- Specialty: Endocrinology
- Treatment: Diet, exercise

= Normal weight obesity =

Metabolically obese normal weight

Normal weight obesity or metabolically obese normal weight, also known as skinny fat, is the condition of having normal body weight, but with a high body fat percentage, leading to some of the same health risks as obesity.

==Definition==

The term "metabolically obese normal weight" (MONW) refers to people with normal weight and body mass index (BMI), who display some metabolic characteristics which increase the risk of developing metabolic syndrome in the same way as obesity. People with MONW have excess visceral fat, and are predisposed to hyperinsulinemia, insulin resistance and thus predisposition to type 2 diabetes, hypertriglyceridemia, hypertension and premature coronary heart disease or cardiovascular disease. The BMI does not capture information about percentage body fat (PBF), which is a better predictor of risk due to obesity. Some studies have suggested that the main factor which explains the metabolic abnormalities in MONW individuals is fat distribution. On the basis of these studies, a scoring method has been proposed to identify MONW individuals, based on the presence of associated diseases or biochemical abnormalities related to insulin resistance.

DATA SECTION:
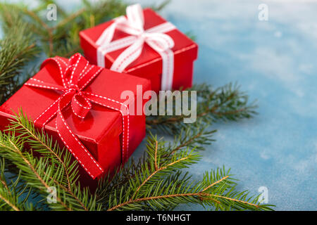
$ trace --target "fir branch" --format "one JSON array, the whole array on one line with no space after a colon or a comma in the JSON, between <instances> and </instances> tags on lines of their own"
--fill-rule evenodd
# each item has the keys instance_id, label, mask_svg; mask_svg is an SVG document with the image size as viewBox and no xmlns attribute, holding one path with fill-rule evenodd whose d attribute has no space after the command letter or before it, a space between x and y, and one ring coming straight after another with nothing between
<instances>
[{"instance_id":1,"label":"fir branch","mask_svg":"<svg viewBox=\"0 0 317 225\"><path fill-rule=\"evenodd\" d=\"M7 18L3 24L6 36L0 40L0 104L20 86L25 65L38 53L27 23L15 10L0 5L1 17Z\"/></svg>"},{"instance_id":2,"label":"fir branch","mask_svg":"<svg viewBox=\"0 0 317 225\"><path fill-rule=\"evenodd\" d=\"M5 176L5 161L0 161L0 210L34 210L36 208L27 201L32 192L25 183L20 181L20 174L9 183Z\"/></svg>"}]
</instances>

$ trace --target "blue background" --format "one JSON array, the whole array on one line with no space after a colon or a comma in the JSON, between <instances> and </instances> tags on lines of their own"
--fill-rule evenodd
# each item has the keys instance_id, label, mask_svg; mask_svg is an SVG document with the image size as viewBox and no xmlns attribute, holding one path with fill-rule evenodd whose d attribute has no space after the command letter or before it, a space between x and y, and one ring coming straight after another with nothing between
<instances>
[{"instance_id":1,"label":"blue background","mask_svg":"<svg viewBox=\"0 0 317 225\"><path fill-rule=\"evenodd\" d=\"M258 18L260 4L268 6L268 21ZM194 179L225 165L240 180L239 190L259 194L266 187L275 210L317 210L316 12L317 2L309 0L173 0L161 12L197 37L194 83L237 82L259 105L251 120L212 126L216 141L190 169ZM144 149L144 143L133 156Z\"/></svg>"}]
</instances>

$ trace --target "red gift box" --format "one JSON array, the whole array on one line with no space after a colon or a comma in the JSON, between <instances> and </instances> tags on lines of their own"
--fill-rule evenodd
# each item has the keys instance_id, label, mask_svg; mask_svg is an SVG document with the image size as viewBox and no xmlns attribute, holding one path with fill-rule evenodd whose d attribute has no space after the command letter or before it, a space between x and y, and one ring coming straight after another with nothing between
<instances>
[{"instance_id":1,"label":"red gift box","mask_svg":"<svg viewBox=\"0 0 317 225\"><path fill-rule=\"evenodd\" d=\"M135 8L135 5L132 6ZM139 8L140 6L139 6L139 8L137 8L136 11L139 11ZM150 28L152 29L156 26L168 23L166 20L150 8L146 8L143 11L141 11L141 12L143 13L144 30L146 32ZM128 15L128 13L127 8L127 15ZM132 14L132 13L130 14ZM140 15L139 15L139 16L140 16ZM122 20L122 18L120 19ZM99 41L99 39L101 38L101 36L105 30L107 28L111 30L110 27L111 25L115 23L116 21L116 20L113 20L111 21L100 24L94 27L85 30L80 32L82 49L84 51L86 58L89 60L91 63L98 65L99 66L104 65L100 65L101 63L99 63L100 60L97 58L97 49L100 47L100 45L97 44L97 42ZM129 22L127 24L129 24ZM118 26L121 26L120 28L122 29L118 30L118 26L116 27L116 29L113 34L113 38L111 39L111 41L113 42L112 44L114 44L116 41L120 42L120 39L123 39L124 38L131 36L130 34L122 31L125 30L125 28L123 27L123 25L119 25ZM173 72L172 72L171 77L171 81L173 82L171 84L173 89L179 89L180 87L187 88L192 86L193 64L194 60L197 58L197 44L175 27L170 31L164 32L164 34L169 36L174 42L174 46L170 49L173 53L174 61ZM106 34L108 35L108 34ZM140 35L137 37L139 36ZM154 38L152 42L155 42L155 41L156 41L156 39ZM163 84L162 83L161 55L158 53L157 51L151 47L147 41L145 42L146 43L142 45L141 54L122 71L125 73L128 73L130 75L150 79L152 90L156 92L158 92L159 90L162 89L170 89L170 88L163 88ZM153 43L151 44L153 45ZM114 45L116 44L114 44ZM102 61L104 61L105 67L106 68L111 68L113 62L116 61L116 59L117 59L118 57L129 46L125 46L115 51L109 50L111 51L106 52L104 55L104 59L102 58ZM132 52L131 53L133 53ZM101 64L104 64L104 63ZM111 68L111 70L113 69L114 70L114 68Z\"/></svg>"},{"instance_id":2,"label":"red gift box","mask_svg":"<svg viewBox=\"0 0 317 225\"><path fill-rule=\"evenodd\" d=\"M75 62L73 65L72 60ZM80 75L78 72L80 72ZM78 82L70 81L70 78L73 76L77 77ZM74 79L75 78L73 79ZM137 86L137 85L140 86ZM49 87L51 88L49 89ZM20 108L22 108L30 120L35 121L37 118L35 125L39 129L40 124L42 124L38 122L41 120L41 115L45 112L49 112L51 109L54 110L54 103L57 102L56 104L61 104L58 105L59 107L63 105L61 108L61 115L63 115L65 120L63 122L66 127L58 127L61 117L57 112L51 116L51 120L42 118L48 121L43 128L47 134L58 141L60 146L66 145L61 139L66 139L69 134L68 131L65 132L63 129L69 128L79 142L88 150L87 154L103 169L104 173L98 176L101 177L126 161L145 136L145 115L143 113L138 115L129 115L128 111L123 114L122 108L119 108L120 105L126 104L130 107L134 105L134 108L137 108L137 101L129 99L129 101L126 101L125 99L121 99L120 96L123 91L130 91L135 95L135 99L137 99L137 93L140 94L140 87L142 89L142 94L143 92L151 90L150 83L147 79L88 65L88 62L78 53L69 60L55 57L44 61L39 72L0 107L0 129L4 130L8 124L8 119L13 115L13 110L16 112ZM61 97L62 96L64 97ZM92 98L89 98L90 96ZM87 99L90 102L85 102L83 96L88 96ZM96 96L95 98L94 96ZM104 101L98 100L101 98L104 98ZM143 107L146 101L142 100L141 103ZM90 104L91 108L87 105L85 107L85 104L88 106ZM77 108L78 105L84 108ZM85 109L87 109L85 112L80 111ZM79 117L80 115L82 116ZM59 136L58 131L60 134L64 133ZM80 145L80 143L78 143ZM125 144L125 146L123 146ZM73 148L73 145L68 146L70 151ZM123 153L123 150L125 152ZM72 153L74 155L73 152ZM85 155L77 156L79 158L77 160L82 161L85 160L82 157L87 157ZM81 162L80 164L82 165ZM89 166L86 165L88 169ZM93 176L88 176L87 170L85 170L80 167L81 180L86 184L94 183L89 179Z\"/></svg>"}]
</instances>

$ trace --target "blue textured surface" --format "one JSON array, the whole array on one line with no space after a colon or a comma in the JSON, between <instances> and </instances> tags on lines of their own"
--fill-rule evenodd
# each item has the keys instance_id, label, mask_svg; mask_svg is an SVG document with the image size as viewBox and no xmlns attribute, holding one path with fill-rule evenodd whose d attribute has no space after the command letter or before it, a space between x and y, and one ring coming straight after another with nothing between
<instances>
[{"instance_id":1,"label":"blue textured surface","mask_svg":"<svg viewBox=\"0 0 317 225\"><path fill-rule=\"evenodd\" d=\"M70 9L74 3L64 1ZM195 83L237 82L259 105L251 120L213 124L217 141L190 173L200 179L224 165L240 180L240 190L258 194L260 186L267 187L276 210L316 210L317 3L265 1L268 20L259 21L261 3L173 0L161 12L197 36Z\"/></svg>"}]
</instances>

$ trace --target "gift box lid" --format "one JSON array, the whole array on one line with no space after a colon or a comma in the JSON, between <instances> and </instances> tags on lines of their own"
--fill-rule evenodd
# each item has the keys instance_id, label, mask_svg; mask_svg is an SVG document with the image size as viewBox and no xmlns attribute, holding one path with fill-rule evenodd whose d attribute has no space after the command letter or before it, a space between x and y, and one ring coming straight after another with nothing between
<instances>
[{"instance_id":1,"label":"gift box lid","mask_svg":"<svg viewBox=\"0 0 317 225\"><path fill-rule=\"evenodd\" d=\"M145 8L143 12L145 30L167 22L151 8ZM101 23L96 27L85 30L80 32L80 35L97 49L98 46L96 44L96 41L104 30L113 22L113 21L111 20ZM166 32L166 34L172 37L175 42L175 46L172 50L174 52L174 60L175 65L192 61L197 59L198 46L195 42L177 29ZM113 36L113 40L123 38L127 36L129 36L129 34L120 30L116 30ZM127 47L108 53L106 55L106 65L109 65L109 63L111 65L114 60L117 58L126 48ZM136 70L142 70L142 68L149 64L151 65L151 70L146 70L147 75L149 75L149 73L156 75L159 72L158 72L158 71L162 70L162 59L161 56L149 45L144 44L141 56L130 64L124 72L130 73Z\"/></svg>"},{"instance_id":2,"label":"gift box lid","mask_svg":"<svg viewBox=\"0 0 317 225\"><path fill-rule=\"evenodd\" d=\"M33 78L52 84L63 85L56 74L57 68L47 63ZM136 95L137 85L142 85L144 90L151 89L147 79L104 69L83 91L113 99L120 99L121 93L125 90L132 91ZM22 108L27 117L34 120L60 96L61 92L57 91L23 85L0 106L0 116L9 117L13 115L13 111L18 112ZM97 104L92 105L85 120L75 116L70 107L63 110L67 124L82 141L98 144L104 141L107 136L113 137L122 133L122 115L120 112ZM55 118L51 120L45 125L45 129L56 132L55 120ZM97 153L92 153L95 157L98 155Z\"/></svg>"}]
</instances>

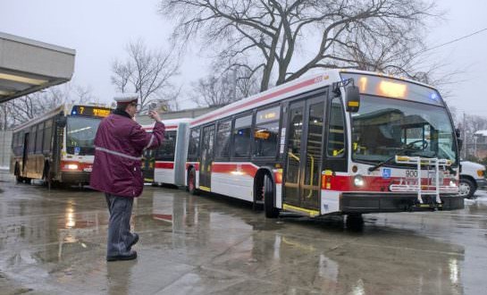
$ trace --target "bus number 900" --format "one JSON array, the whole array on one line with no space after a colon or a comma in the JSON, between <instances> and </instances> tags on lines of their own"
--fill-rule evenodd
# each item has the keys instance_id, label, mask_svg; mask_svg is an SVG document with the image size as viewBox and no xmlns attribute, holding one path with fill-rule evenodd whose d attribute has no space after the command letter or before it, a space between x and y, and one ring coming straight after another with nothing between
<instances>
[{"instance_id":1,"label":"bus number 900","mask_svg":"<svg viewBox=\"0 0 487 295\"><path fill-rule=\"evenodd\" d=\"M406 170L406 177L417 177L417 170Z\"/></svg>"}]
</instances>

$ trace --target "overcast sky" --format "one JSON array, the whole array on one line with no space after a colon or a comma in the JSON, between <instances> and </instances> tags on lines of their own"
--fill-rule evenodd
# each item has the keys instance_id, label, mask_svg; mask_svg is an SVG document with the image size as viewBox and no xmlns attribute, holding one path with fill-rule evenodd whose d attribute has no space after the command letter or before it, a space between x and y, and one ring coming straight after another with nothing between
<instances>
[{"instance_id":1,"label":"overcast sky","mask_svg":"<svg viewBox=\"0 0 487 295\"><path fill-rule=\"evenodd\" d=\"M164 47L171 23L156 13L157 0L0 0L0 31L76 50L73 81L89 87L102 101L110 102L114 88L111 64L123 58L124 46L139 38L149 48ZM427 37L436 46L487 28L487 1L441 0L444 21L435 23ZM431 52L431 59L447 71L463 71L450 87L447 101L458 113L487 117L487 30ZM189 86L205 73L202 56L189 51L179 82ZM195 71L195 67L197 71ZM192 107L189 101L181 106Z\"/></svg>"}]
</instances>

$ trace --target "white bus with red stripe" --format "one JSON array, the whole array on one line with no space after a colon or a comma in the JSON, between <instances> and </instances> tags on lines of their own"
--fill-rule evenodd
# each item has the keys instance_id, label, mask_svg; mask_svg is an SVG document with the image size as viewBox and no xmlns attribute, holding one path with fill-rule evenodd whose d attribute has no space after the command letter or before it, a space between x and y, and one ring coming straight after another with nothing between
<instances>
[{"instance_id":1,"label":"white bus with red stripe","mask_svg":"<svg viewBox=\"0 0 487 295\"><path fill-rule=\"evenodd\" d=\"M185 185L189 118L164 120L164 140L156 149L144 152L143 172L146 182ZM142 126L152 132L154 124Z\"/></svg>"},{"instance_id":2,"label":"white bus with red stripe","mask_svg":"<svg viewBox=\"0 0 487 295\"><path fill-rule=\"evenodd\" d=\"M32 179L88 184L101 120L112 109L99 105L63 105L13 130L11 172L19 182Z\"/></svg>"},{"instance_id":3,"label":"white bus with red stripe","mask_svg":"<svg viewBox=\"0 0 487 295\"><path fill-rule=\"evenodd\" d=\"M190 192L263 204L268 217L464 206L440 94L375 72L323 72L195 118L186 169Z\"/></svg>"}]
</instances>

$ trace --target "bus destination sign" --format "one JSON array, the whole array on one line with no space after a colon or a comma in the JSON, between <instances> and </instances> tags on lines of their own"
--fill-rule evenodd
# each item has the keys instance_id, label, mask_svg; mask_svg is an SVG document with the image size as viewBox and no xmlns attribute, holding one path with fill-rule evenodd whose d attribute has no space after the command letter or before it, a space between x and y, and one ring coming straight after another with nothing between
<instances>
[{"instance_id":1,"label":"bus destination sign","mask_svg":"<svg viewBox=\"0 0 487 295\"><path fill-rule=\"evenodd\" d=\"M74 105L71 112L71 115L86 115L90 117L106 117L112 113L107 107L93 105Z\"/></svg>"}]
</instances>

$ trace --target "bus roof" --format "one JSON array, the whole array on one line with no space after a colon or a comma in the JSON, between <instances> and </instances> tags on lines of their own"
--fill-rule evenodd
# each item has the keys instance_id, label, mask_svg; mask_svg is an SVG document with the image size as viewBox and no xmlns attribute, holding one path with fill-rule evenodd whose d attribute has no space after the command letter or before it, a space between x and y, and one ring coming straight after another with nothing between
<instances>
[{"instance_id":1,"label":"bus roof","mask_svg":"<svg viewBox=\"0 0 487 295\"><path fill-rule=\"evenodd\" d=\"M55 108L54 110L46 112L46 113L41 114L41 115L38 116L37 118L34 118L31 121L28 121L28 122L26 122L13 128L13 131L16 132L16 131L21 131L21 130L22 130L24 128L33 126L33 125L35 125L37 123L39 123L39 122L43 122L46 119L52 118L52 117L55 116L56 114L60 114L61 112L64 112L64 115L68 115L68 114L71 114L71 110L72 109L72 107L74 105L100 106L100 107L111 108L108 105L97 105L97 104L91 104L91 103L88 103L88 104L63 104L63 105L60 105L59 106L57 106L56 108Z\"/></svg>"},{"instance_id":2,"label":"bus roof","mask_svg":"<svg viewBox=\"0 0 487 295\"><path fill-rule=\"evenodd\" d=\"M165 125L166 130L177 130L180 123L189 123L193 119L191 118L179 118L179 119L171 119L171 120L163 120L163 122ZM141 125L142 129L146 130L147 131L152 131L154 128L155 122L152 124L144 124Z\"/></svg>"},{"instance_id":3,"label":"bus roof","mask_svg":"<svg viewBox=\"0 0 487 295\"><path fill-rule=\"evenodd\" d=\"M306 93L322 87L332 85L332 83L338 82L341 80L340 75L341 72L369 74L374 76L399 79L407 82L411 82L431 88L431 86L412 80L395 77L380 72L358 70L332 69L329 71L323 71L319 73L315 73L313 75L307 75L296 80L279 85L266 91L257 93L254 96L231 103L220 109L196 117L195 119L193 119L191 126L199 126L209 122L220 120L232 114L239 114L240 112L251 110L255 107L272 104L273 102L290 97L297 94Z\"/></svg>"}]
</instances>

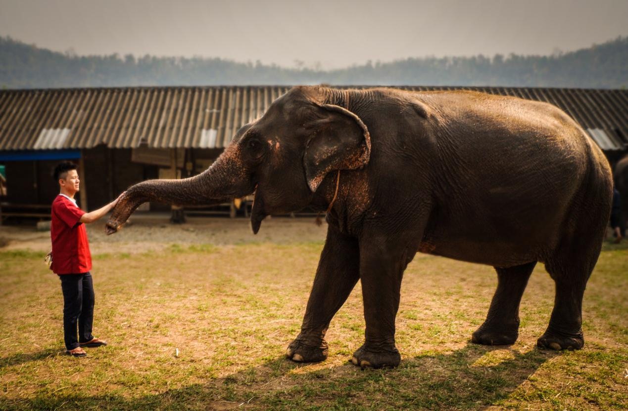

USING THE INFORMATION:
1. According to the normal weight obesity text, what do some studies suggest is the main factor explaining the metabolic abnormalities in MONW individuals?
2. Based on the normal weight obesity text, why can a person with normal body weight and BMI still face some of the same health risks as obesity?

ANSWERS FOR EACH ITEM:
1. Fat distribution.

2. The person has a high body fat percentage, including excess visceral fat, which predisposes them to hyperinsulinemia, insulin resistance, type 2 diabetes, hypertriglyceridemia, hypertension and premature heart or cardiovascular disease. BMI does not capture percentage body fat, which is a better predictor of risk due to obesity.